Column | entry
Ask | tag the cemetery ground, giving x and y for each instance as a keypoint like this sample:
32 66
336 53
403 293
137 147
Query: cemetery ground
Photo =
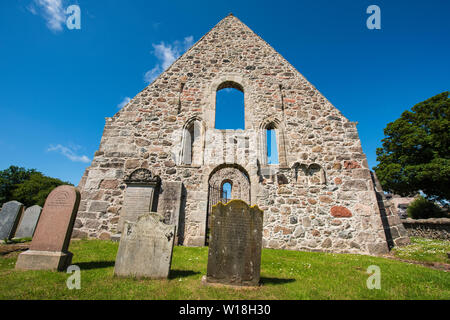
285 275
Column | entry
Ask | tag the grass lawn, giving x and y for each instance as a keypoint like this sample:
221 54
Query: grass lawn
284 274
424 250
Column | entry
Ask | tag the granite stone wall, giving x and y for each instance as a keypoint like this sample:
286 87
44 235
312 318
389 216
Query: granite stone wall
319 197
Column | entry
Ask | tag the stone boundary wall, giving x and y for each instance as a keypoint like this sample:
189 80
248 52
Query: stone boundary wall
428 228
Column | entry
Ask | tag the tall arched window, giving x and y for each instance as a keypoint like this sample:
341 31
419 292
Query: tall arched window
192 146
272 143
226 191
230 107
272 146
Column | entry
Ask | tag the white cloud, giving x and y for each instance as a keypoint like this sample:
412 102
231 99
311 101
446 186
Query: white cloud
166 55
69 152
124 102
52 11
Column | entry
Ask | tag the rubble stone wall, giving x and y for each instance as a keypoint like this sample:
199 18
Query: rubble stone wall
319 197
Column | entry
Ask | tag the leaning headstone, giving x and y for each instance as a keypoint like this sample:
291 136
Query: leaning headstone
28 222
9 219
49 248
169 205
235 245
140 195
145 249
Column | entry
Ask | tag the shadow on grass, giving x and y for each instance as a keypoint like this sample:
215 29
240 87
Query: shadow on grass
181 273
95 265
276 280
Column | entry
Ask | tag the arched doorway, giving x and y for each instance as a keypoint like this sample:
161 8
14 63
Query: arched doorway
226 182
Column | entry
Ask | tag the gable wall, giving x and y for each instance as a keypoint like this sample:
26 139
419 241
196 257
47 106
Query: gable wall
298 212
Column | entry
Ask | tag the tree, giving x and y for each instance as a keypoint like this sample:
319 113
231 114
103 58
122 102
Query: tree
415 154
422 208
27 186
11 177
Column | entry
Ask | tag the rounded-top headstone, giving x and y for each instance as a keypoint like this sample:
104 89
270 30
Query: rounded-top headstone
9 219
29 222
55 225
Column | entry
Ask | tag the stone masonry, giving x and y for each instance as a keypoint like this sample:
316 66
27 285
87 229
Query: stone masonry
319 197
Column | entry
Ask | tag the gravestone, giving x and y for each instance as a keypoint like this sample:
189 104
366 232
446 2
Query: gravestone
28 222
9 219
234 256
169 205
140 195
145 249
49 248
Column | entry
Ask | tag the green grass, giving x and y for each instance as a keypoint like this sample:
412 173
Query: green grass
424 250
284 274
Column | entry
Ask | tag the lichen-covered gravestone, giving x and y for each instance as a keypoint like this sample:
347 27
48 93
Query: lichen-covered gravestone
9 219
235 246
49 248
145 249
28 223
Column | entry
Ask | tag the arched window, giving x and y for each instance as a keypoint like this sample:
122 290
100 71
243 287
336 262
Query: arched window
191 153
226 191
272 143
230 107
272 146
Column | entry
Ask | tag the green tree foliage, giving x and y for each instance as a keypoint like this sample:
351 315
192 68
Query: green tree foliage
422 208
27 186
9 179
415 154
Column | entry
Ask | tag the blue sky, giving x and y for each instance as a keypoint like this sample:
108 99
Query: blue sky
57 85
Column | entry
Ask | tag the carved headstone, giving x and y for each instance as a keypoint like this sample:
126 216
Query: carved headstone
140 195
49 248
169 204
28 222
235 246
9 219
145 249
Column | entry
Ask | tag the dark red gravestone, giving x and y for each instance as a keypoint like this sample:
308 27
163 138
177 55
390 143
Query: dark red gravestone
49 248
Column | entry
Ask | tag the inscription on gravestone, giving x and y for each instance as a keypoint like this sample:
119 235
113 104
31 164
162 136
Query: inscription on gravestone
9 219
29 221
234 256
145 248
50 244
169 205
139 196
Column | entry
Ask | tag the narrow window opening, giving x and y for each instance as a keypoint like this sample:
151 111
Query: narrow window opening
226 191
272 146
191 139
230 107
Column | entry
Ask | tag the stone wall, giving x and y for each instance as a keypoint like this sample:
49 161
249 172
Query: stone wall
428 228
320 196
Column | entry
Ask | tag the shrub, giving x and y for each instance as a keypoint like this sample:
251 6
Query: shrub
422 208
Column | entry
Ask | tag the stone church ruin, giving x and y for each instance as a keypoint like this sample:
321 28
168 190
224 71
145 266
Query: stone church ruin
163 153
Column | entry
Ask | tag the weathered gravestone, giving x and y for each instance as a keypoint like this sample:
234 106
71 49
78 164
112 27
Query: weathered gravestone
49 248
235 245
28 222
9 219
140 195
169 206
145 249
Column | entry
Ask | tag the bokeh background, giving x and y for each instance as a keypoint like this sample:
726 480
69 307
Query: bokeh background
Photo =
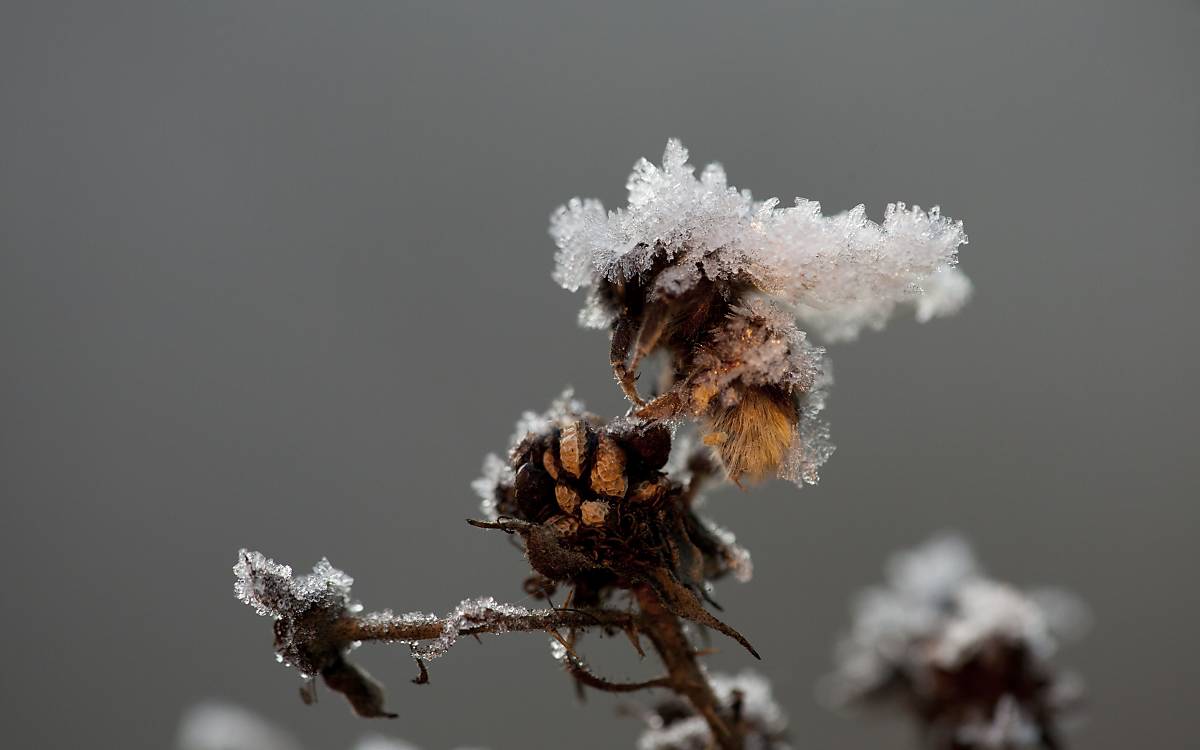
276 275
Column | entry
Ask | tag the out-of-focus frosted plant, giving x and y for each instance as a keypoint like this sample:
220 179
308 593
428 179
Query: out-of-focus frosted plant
969 657
719 287
672 724
223 726
717 281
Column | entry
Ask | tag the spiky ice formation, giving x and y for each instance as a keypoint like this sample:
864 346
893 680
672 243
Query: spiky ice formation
839 274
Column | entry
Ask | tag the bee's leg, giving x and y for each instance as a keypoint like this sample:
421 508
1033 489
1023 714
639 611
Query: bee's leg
654 323
666 406
618 353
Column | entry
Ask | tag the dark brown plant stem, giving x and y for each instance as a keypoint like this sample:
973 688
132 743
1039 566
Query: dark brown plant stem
683 670
365 628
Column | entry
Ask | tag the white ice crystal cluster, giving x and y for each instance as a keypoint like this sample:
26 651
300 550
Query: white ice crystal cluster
304 607
271 589
937 612
838 274
468 612
762 719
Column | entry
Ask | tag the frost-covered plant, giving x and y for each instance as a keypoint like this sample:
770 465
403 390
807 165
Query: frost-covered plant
605 509
969 657
717 281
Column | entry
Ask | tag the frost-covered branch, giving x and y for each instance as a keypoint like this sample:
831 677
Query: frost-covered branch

Prompt: Working from the lines above, reproduce the material exactly and exclude its pictures.

Solution to the exercise:
Column | entry
Ask | tag the cemetery ground, giving x and y for each instance as a keypoint like this sample:
32 66
336 53
403 293
137 147
Query: cemetery ground
Photo =
285 275
Column | entry
Ask | tag the grass lawn, giving x and y for each instance as a keypoint like this sample:
221 54
Query: grass lawn
284 274
424 250
Column | entry
Ask | tag the granite stone wall, giving x and y for each instance as a keypoint like this sample:
286 87
44 235
312 318
389 216
Query: granite stone wall
319 197
Column | entry
Ask | tag the stone boundary wall, giving x and y for each instance as a keypoint like this sample:
189 80
248 52
Query: stone boundary wall
428 228
Column | entry
Ask | tag the tall arched window, giving x and y for each instance as a keypoint like this sample:
341 31
419 292
Query: tall arched window
192 146
272 143
226 191
230 107
272 146
Column | entry
Ask | tag the white cloud, giving x and y for each instance as a keypoint like this sample:
412 102
231 99
311 101
446 186
Query: white cloud
166 55
69 152
124 102
52 11
Column | entry
Ask | tag the rubble stone wall, giving x and y for each instance as a keypoint like this sample:
199 18
Query: rubble stone wall
319 197
Column | entry
Ask | tag the leaning headstone, giving x and y for each instance as a keypoint like this sample:
291 136
Query: leaning headstone
28 222
9 219
49 248
169 205
235 245
140 195
145 249
Column | entry
Ask | tag the shadow on grass, giving x and y for each instance as a keypoint like this sample:
215 29
240 87
Query: shadow on grass
181 273
95 265
276 280
Column | entry
Ask | tag the arched doorway, giving x and y for each instance as a keypoint like this sample:
161 8
14 63
Query: arched doorway
226 182
Column | entry
Ask | tag the gable wall, giving x and y for each instance as a keypoint like this sample:
26 139
419 241
196 257
47 106
Query: gable wall
298 212
Column | entry
Ask | tag the tree, giving x and y for each instance as a keypoint like this sample:
319 113
231 114
103 58
122 102
Query: tree
415 154
422 208
27 186
11 177
Column | entry
Ask | tag the rounded-top headstone, giving x and y for each instance as a keypoint like this sample:
104 89
270 30
Query: rounded-top headstone
9 219
29 222
55 225
Column | entry
Ask | tag the stone masonry, giving x and y for each instance as a keypoint like this sample:
316 66
27 285
87 229
Query: stone masonry
319 197
Column | entry
Ask | tag the gravestone, giving x and y for each instance as a keypoint like this sample:
189 104
366 232
446 2
Query: gravestone
28 222
9 219
234 256
169 205
140 195
145 249
49 248
Column | entry
Ask | tag the green grass, giving x and y for each instance as a keypoint like this sample:
412 173
Query: green grass
424 250
284 274
Column | entry
Ask | tag the lichen-covered gravestone, giving x and y for each instance as a keypoint like this sample:
347 27
48 93
Query: lichen-covered gravestone
9 219
235 246
49 248
145 249
28 223
Column | entry
Ask | tag the arched window, giving x and y for each instance as a keypoint like this sample:
122 290
100 71
243 287
336 262
Query: arched window
191 153
226 191
272 143
230 107
272 146
Column | entry
Ask | tag the green tree foliage, giving x and y for each instance as a keypoint like this sample:
351 315
192 68
Query: green tree foliage
422 208
27 186
9 179
415 154
Column | entry
Ask | tag the blue sky, giving x and y for each instance as a keypoint like this sample:
108 99
Query: blue sky
57 85
Column | entry
Ask | tag the carved headstone, giving x and y for each instance as a keypoint like this sample:
126 216
Query: carved headstone
140 195
49 248
169 204
28 222
235 246
9 219
145 249
Column | entry
Ask | tag the dark red gravestone, giving x and y for each instance as a keypoint like this sample:
308 27
163 138
177 55
390 143
Query: dark red gravestone
49 248
Column | entry
Ask | tag the inscription on gravestone, giving x and y for each instance as a keypoint like this sample:
119 235
113 104
31 164
162 136
Query: inscription on gravestone
9 219
29 221
234 256
145 248
50 244
169 205
139 196
Column | entry
Ask | tag the narrow window opening, giving x and y for each instance as a keypoint like this sample:
151 111
Query: narrow window opening
226 191
272 146
191 139
230 107
Column | entry
Ask | tag the stone wall, giving x and y for each instance as a keypoint like this sample:
49 161
249 172
Query: stone wall
428 228
320 196
Column | entry
Ask | tag the shrub, giving x and y for each instance as a keypoint like this sample:
251 6
Query: shrub
422 208
Column | entry
Ask | tag the stone church ruin, giving x and y for each instance as a keypoint like this sample:
321 28
168 190
224 71
145 266
Query: stone church ruin
163 153
Column | entry
Ask | tag the weathered gravestone, giving x and y for each instance as a keypoint like this sample:
234 106
71 49
78 164
112 27
Query: weathered gravestone
49 248
235 245
28 222
9 219
140 195
169 206
145 249
Column | entry
Ask | tag the bokeh background, giving x and y for each instance as a keypoint like this sample:
726 480
69 307
Query: bokeh background
Photo =
276 275
Column | entry
Ask | tag the out-of-focus frosted plant, giving x and y for each instance as a keypoint like this sample:
220 179
308 593
428 179
Query: out-of-focus frosted plant
969 657
719 287
672 724
223 726
717 281
Column | entry
Ask | tag the spiky ice formation, giving x and y for each instance as a keypoint like this sample:
864 346
893 680
672 243
Query: spiky ice formation
839 274
Column | entry
Ask | tag the bee's leg, giving x and y for each instance as a keypoint like this sample:
421 508
1033 489
1023 714
639 611
Query: bee's leg
654 323
666 406
618 353
Column | entry
Ask | tag the dark brown plant stem, giving x and y for each instance as a keypoint like this sample:
973 688
132 743
1039 566
Query: dark brown plant stem
683 670
365 628
Column | entry
Ask | tag the white ice crystal cluster, giving x and y for each instance as a keypoint like this sample:
26 651
300 550
Query: white ice crystal cluster
304 607
271 589
937 612
838 274
468 612
762 719
Column | entry
Ask | tag the frost-covered plant, giving x and y for each instance as a keypoint like this sample:
770 465
403 390
807 165
Query: frost-covered plant
605 509
969 657
717 281
Column | entry
Ask | tag the frost-covered branch, giving x and y for each instance as a keypoint like this sample:
831 677
Query: frost-covered branch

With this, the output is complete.